## Excerpted passage
Cereal Chem. 71:601-605 | VIEW
ARTICLE
Association of Sugar-Snap Cookie Quality with High Molecular Weight Glutenin Alleles in Soft White Spring Wheats.
E. Souza, M. Kruk, and D. W. Sunderman. Copyright 1994 by the American Association of Cereal Chemists, Inc.
High molecular weight glutenins (HMW-Glu) affect the quality of leaven breads produced from wheat (Triticum aestivum L.) flour. However, effects of these proteins on pastry quality are poorly understood. Sugar-snap cookie quality was compared to HMW-Glu alleles of soft white spring wheat breeding lines and cultivars from a four-year trial at Aberdeen, ID. Sugar-snap cookie quality was affected less by the composition of the flour protein than by the quantity of flour protein. Individual alleles did not have significant effects on cookie diameter, except for the 13+19 allele of the Glu-1B locus, which was associated with smaller cookie diameters. The glutenin strength of alleles at the three HMW-Glu loci was estimated using a glutenin rank sum (GRS) derived from previously published research. The glutenin strength (GRS score) of cultivars and breeding lines was negatively correlated to cookie diameter (b = 0.02 cm unit(-1); P less than 0.05). The negative correlation between GRS score and cookie diameter was greatest in the year with the lowest average flour protein content and least in the year with the highest average protein content. The effect of allelic variation was probably masked in the years with high average protein content due to the overriding effects of total protein content. Selection for cultivars with low GRS scores may produce cultivars with better and more predictable sugar-snap cookie quality.

## Listed entries
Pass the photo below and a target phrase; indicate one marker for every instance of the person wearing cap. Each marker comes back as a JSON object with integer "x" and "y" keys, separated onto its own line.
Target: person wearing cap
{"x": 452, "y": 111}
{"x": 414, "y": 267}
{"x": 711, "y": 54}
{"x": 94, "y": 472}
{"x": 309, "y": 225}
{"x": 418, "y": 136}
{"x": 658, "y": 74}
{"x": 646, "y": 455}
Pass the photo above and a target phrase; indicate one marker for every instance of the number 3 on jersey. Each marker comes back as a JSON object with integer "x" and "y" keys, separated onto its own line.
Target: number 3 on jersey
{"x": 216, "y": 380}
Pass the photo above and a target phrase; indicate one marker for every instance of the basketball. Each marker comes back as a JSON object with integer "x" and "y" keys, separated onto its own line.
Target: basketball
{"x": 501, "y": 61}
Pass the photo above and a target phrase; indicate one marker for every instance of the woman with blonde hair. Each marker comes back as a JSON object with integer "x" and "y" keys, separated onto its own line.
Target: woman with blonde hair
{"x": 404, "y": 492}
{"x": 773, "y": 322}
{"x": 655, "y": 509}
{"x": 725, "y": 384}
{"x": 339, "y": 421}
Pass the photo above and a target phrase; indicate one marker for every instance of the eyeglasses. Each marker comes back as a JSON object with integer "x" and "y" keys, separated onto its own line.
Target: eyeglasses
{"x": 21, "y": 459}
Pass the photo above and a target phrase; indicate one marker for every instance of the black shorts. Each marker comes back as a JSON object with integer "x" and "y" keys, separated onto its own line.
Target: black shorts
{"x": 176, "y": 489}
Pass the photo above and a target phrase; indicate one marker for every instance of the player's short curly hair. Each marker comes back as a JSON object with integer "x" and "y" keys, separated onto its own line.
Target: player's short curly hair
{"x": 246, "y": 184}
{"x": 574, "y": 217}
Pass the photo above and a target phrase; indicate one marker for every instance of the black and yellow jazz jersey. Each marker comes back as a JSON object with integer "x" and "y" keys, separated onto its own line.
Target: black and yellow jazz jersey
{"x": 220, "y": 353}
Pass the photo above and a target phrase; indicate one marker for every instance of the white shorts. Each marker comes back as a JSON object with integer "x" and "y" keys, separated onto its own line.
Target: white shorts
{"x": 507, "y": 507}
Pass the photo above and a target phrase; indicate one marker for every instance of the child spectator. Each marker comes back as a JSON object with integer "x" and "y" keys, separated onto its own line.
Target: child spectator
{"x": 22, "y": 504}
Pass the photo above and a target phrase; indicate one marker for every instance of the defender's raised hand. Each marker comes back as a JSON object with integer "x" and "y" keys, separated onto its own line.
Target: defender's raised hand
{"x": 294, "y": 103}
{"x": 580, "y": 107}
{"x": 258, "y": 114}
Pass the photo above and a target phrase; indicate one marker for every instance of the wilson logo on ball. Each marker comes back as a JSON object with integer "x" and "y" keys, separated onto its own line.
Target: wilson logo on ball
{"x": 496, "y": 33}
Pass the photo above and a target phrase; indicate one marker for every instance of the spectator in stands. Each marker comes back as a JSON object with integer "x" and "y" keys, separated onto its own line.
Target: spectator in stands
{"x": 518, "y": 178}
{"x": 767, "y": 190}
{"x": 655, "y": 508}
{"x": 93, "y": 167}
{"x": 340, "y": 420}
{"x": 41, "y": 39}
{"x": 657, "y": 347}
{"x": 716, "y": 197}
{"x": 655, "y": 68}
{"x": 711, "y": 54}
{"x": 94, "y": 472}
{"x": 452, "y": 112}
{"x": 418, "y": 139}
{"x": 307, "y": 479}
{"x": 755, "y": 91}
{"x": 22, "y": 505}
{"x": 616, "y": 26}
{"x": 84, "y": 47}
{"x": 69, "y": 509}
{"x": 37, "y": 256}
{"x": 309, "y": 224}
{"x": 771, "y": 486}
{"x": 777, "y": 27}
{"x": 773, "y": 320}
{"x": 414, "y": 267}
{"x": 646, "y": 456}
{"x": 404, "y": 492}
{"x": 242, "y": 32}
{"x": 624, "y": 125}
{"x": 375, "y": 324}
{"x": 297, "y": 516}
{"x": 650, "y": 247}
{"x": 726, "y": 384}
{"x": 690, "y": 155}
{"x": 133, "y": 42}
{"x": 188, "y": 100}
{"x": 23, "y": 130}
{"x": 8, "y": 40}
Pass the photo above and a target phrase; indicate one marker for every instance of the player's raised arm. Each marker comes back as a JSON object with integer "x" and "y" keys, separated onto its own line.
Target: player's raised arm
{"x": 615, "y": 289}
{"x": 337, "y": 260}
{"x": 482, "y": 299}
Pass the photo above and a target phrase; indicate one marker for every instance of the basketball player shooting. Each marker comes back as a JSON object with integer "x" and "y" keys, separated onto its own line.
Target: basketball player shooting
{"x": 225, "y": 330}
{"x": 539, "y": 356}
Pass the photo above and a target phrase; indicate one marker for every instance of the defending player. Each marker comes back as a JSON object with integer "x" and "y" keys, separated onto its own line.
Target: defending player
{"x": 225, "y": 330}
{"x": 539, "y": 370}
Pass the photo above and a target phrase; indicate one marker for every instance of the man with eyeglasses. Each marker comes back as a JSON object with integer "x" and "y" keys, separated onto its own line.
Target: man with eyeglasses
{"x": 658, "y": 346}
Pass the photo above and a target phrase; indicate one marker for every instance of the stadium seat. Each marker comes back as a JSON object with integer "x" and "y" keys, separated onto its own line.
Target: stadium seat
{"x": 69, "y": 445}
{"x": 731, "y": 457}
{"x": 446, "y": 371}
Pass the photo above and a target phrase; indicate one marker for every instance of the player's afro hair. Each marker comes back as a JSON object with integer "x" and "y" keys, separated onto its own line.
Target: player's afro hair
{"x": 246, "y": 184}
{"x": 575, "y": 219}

* * *

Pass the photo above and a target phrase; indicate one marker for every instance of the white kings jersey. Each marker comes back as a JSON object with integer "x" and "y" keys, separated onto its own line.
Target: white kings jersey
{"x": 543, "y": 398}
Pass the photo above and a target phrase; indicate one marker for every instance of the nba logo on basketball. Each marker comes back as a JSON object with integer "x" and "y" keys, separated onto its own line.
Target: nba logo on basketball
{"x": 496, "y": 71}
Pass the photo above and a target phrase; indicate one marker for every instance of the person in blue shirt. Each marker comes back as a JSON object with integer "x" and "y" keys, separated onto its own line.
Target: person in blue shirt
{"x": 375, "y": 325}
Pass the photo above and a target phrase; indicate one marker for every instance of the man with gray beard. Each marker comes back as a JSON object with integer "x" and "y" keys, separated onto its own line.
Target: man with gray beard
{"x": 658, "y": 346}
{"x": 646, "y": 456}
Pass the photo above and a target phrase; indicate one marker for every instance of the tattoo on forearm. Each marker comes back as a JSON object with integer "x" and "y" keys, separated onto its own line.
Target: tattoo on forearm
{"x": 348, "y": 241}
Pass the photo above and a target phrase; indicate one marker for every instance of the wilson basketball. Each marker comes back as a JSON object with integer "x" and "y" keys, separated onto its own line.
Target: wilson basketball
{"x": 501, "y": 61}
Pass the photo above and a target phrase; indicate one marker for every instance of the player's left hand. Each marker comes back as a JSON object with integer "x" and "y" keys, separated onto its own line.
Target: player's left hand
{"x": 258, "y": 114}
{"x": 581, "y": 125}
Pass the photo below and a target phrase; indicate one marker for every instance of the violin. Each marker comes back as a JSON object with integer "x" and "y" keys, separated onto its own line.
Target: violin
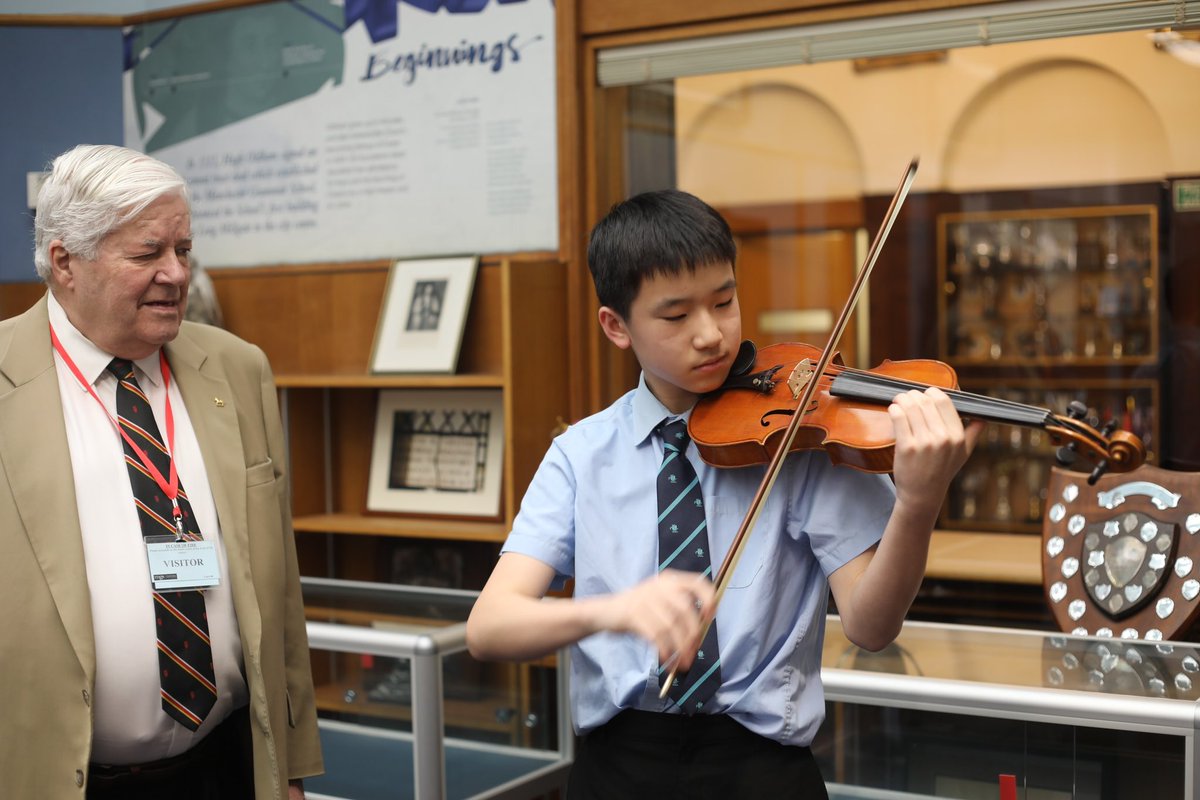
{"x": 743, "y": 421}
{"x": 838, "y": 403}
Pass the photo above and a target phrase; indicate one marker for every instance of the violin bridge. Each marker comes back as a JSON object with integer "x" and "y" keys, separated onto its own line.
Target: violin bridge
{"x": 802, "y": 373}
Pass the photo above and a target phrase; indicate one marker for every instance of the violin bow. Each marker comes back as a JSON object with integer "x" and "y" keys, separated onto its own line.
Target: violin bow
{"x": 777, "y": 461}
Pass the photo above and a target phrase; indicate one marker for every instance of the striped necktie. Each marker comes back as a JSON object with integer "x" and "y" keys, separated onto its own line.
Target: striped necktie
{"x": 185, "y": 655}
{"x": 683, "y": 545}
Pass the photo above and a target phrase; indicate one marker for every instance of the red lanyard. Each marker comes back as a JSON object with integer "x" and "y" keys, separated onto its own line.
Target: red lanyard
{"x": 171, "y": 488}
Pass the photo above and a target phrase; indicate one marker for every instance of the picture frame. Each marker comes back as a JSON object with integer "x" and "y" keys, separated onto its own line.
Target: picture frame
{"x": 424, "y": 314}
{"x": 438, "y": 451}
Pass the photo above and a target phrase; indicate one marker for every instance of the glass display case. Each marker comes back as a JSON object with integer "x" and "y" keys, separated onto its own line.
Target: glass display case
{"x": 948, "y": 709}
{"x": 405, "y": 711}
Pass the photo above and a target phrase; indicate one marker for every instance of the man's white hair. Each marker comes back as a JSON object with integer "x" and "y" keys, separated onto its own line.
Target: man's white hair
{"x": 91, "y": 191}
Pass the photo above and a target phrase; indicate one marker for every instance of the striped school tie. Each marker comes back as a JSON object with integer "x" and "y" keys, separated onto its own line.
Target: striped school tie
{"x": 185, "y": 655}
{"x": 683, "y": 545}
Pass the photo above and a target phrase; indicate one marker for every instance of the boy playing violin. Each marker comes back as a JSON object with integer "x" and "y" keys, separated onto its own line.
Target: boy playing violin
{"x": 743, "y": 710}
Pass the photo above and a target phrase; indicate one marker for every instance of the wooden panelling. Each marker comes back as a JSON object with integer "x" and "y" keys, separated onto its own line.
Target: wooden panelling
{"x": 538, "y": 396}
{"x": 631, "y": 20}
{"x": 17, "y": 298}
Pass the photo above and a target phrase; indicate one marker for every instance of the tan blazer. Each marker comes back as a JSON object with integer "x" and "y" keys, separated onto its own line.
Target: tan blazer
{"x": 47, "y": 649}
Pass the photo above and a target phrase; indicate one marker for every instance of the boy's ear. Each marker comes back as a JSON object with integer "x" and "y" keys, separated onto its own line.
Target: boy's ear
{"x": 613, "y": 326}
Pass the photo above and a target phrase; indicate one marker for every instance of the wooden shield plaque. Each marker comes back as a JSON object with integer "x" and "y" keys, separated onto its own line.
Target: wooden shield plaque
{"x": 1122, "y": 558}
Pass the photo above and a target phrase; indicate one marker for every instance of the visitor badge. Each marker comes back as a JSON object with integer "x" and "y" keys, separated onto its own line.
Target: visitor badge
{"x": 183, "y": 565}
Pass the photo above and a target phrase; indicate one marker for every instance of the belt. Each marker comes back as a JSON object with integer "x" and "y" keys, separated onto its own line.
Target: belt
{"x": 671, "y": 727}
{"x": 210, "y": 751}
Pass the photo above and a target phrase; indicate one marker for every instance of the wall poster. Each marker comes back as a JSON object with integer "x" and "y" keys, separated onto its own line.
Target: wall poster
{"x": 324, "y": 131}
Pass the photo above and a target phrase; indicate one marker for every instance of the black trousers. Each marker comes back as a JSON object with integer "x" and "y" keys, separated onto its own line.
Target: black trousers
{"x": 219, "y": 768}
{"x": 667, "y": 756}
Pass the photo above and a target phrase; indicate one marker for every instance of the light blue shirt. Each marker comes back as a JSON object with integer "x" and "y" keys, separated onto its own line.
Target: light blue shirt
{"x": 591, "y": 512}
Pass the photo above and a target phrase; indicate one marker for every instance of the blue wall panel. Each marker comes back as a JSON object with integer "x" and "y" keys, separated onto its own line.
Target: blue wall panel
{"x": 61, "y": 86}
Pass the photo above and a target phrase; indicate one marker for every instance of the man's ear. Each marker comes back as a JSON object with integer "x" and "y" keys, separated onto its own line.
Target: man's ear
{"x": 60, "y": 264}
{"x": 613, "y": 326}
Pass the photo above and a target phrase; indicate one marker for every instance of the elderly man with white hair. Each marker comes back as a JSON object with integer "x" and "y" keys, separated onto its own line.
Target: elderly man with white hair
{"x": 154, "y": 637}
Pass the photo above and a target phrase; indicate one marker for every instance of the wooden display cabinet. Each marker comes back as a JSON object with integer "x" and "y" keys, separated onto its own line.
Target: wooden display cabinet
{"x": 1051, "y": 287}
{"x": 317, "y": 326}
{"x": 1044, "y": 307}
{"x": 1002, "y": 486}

* * *

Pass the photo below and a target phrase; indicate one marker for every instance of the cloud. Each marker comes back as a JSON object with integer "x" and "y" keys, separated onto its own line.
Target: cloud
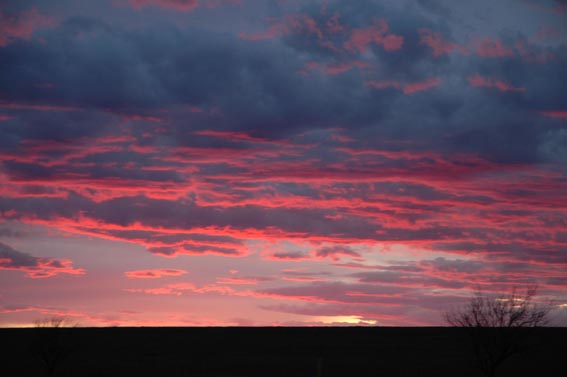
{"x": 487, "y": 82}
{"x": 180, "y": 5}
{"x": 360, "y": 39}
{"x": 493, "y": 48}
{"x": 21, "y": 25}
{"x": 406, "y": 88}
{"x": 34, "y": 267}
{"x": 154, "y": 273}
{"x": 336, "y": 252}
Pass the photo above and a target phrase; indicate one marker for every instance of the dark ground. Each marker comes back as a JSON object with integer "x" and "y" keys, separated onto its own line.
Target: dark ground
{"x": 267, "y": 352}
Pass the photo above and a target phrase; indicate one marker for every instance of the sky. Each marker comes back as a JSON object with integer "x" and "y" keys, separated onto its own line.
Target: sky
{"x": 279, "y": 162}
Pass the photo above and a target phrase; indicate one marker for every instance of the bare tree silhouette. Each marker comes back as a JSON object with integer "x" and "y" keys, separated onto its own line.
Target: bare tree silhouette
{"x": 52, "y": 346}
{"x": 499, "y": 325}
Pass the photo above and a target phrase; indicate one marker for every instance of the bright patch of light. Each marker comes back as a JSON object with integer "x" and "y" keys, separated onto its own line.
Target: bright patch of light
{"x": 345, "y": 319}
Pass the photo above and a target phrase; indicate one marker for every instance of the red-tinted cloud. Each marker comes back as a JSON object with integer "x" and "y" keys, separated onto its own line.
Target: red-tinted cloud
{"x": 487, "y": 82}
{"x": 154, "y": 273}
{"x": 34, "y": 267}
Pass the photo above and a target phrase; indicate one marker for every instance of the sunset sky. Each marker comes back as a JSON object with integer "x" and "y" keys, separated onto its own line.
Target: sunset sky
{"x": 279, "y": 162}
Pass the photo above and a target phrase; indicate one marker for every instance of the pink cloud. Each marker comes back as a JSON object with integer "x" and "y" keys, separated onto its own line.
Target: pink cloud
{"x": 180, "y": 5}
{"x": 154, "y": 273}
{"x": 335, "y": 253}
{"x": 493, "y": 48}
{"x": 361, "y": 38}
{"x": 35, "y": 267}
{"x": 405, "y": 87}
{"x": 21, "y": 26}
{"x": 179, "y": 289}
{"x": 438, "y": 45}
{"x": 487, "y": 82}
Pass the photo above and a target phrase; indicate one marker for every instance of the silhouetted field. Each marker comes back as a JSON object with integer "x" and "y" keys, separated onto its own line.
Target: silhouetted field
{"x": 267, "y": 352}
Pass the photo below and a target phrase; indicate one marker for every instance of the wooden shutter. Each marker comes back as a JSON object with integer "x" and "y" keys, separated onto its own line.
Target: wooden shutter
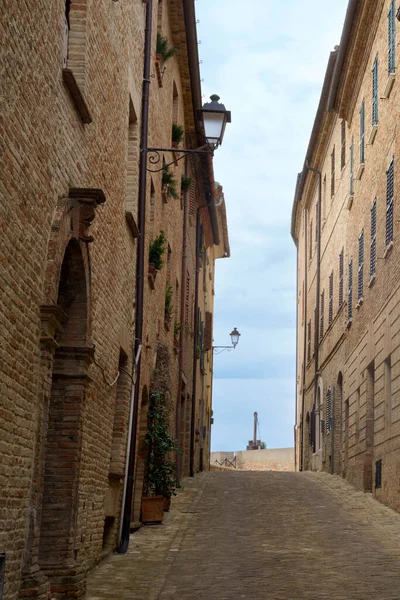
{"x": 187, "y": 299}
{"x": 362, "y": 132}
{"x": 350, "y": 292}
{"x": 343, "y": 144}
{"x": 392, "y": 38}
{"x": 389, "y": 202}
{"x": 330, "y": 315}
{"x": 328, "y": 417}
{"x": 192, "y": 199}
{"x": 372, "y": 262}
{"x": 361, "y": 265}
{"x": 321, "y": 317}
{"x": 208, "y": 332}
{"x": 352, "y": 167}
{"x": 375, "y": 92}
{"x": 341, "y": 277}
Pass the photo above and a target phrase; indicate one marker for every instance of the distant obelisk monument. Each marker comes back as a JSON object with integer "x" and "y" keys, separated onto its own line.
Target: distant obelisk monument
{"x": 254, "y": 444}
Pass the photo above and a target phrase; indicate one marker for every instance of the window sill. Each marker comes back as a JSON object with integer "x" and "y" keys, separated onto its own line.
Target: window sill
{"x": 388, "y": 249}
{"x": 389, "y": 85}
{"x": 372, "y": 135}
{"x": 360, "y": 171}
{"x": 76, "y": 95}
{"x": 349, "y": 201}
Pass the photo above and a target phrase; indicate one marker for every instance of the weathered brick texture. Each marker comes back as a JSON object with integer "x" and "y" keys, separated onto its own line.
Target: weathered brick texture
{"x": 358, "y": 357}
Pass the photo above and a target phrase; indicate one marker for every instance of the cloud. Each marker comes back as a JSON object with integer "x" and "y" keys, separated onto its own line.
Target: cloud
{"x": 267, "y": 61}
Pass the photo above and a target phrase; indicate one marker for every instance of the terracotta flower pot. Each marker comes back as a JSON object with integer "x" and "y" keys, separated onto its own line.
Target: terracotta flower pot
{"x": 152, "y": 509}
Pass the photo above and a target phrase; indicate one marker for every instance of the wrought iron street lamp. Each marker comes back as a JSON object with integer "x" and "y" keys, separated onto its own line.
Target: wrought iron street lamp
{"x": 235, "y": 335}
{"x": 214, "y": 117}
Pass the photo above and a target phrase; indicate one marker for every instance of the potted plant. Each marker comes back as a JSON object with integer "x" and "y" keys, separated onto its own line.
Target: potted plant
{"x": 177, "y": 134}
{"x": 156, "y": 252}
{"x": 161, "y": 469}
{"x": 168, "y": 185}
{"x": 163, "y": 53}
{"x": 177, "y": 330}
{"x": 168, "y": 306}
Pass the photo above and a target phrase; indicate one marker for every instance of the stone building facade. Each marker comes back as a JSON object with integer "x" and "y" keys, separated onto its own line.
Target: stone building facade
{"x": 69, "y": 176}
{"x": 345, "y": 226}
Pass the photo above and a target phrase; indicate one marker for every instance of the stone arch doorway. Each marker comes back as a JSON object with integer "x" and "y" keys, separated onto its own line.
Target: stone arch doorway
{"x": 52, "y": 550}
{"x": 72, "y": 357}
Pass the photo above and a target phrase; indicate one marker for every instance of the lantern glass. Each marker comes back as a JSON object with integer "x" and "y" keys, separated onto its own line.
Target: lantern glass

## Problem description
In the article on sugar-snap cookie quality and glutenin alleles, write out the part that begins at the words "Cereal Chem. 71:601-605" and stops after "Cereal Chemists, Inc.", changing "Inc." to "Incorporated".

## Response to the exercise
Cereal Chem. 71:601-605 | VIEW
ARTICLE
Association of Sugar-Snap Cookie Quality with High Molecular Weight Glutenin Alleles in Soft White Spring Wheats.
E. Souza, M. Kruk, and D. W. Sunderman. Copyright 1994 by the American Association of Cereal Chemists, Incorporated